[What you are asked to do] State how many of the lines below contain the string "format", treating uppercase and lowercase as different, and give only that number.

[Listed entries]
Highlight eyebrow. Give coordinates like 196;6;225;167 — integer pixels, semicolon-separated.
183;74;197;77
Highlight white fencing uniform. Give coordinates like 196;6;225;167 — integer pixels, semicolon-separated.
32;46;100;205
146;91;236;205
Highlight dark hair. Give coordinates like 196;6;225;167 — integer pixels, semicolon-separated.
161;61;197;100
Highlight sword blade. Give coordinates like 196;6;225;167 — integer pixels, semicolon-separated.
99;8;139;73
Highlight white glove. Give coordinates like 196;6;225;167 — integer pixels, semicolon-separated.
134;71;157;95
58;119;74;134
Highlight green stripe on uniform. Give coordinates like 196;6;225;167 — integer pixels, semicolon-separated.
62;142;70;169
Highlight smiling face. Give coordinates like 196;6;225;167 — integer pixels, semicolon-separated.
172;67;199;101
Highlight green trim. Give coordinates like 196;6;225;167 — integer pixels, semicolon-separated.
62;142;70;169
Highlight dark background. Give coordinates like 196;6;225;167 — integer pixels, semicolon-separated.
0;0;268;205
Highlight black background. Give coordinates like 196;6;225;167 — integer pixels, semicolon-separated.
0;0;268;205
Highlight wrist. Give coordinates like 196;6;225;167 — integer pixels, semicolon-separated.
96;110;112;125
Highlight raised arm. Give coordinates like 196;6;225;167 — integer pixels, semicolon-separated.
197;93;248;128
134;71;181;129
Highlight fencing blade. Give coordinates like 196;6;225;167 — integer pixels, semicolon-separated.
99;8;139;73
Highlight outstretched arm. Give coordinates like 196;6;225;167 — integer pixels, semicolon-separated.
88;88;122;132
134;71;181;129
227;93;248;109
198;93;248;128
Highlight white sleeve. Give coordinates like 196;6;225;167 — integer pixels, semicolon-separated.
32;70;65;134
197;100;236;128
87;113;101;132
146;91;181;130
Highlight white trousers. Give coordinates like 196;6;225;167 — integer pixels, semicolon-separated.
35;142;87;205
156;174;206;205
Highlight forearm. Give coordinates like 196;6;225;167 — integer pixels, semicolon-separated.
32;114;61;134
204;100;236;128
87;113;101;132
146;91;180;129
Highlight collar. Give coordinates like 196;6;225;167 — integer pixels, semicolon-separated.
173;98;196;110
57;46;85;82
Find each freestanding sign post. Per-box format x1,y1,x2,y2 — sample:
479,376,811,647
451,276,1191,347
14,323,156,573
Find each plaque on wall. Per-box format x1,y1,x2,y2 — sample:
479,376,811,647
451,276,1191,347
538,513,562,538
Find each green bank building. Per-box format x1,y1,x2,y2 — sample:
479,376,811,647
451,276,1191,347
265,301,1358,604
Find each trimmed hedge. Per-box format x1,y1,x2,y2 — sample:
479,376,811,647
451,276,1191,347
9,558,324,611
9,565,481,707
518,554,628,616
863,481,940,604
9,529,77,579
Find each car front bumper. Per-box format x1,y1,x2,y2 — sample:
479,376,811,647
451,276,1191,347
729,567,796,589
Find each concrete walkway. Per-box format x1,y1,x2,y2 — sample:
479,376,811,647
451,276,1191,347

[Result] 6